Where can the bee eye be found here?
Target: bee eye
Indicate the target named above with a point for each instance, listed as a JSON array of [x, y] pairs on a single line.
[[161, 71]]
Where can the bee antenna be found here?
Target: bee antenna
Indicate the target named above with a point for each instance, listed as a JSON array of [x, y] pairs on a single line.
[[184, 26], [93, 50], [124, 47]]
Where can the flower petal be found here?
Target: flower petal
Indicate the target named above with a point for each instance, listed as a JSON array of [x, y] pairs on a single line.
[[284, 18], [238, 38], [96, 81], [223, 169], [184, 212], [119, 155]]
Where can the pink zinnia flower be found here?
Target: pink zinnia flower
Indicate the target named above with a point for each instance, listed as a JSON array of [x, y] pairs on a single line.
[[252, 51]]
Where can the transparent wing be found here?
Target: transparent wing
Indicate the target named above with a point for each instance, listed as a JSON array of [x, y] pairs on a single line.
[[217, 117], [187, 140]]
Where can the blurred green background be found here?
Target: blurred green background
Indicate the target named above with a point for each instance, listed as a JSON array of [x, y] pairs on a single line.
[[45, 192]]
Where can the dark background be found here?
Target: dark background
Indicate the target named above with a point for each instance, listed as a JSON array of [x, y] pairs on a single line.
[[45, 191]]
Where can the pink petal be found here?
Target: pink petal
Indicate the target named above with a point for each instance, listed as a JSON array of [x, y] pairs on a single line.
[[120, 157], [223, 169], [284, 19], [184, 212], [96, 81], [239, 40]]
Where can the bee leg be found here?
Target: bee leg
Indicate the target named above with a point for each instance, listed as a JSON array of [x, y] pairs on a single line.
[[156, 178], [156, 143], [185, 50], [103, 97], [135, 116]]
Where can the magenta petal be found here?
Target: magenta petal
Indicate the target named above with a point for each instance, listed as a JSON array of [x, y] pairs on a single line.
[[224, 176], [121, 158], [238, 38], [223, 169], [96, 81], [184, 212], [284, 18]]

_TASK DESCRIPTION_.
Only the lines that hold the word "dark" are wanted; each should be pulled from the records.

_TASK RESULT_.
Where can the dark background be found here?
Target: dark background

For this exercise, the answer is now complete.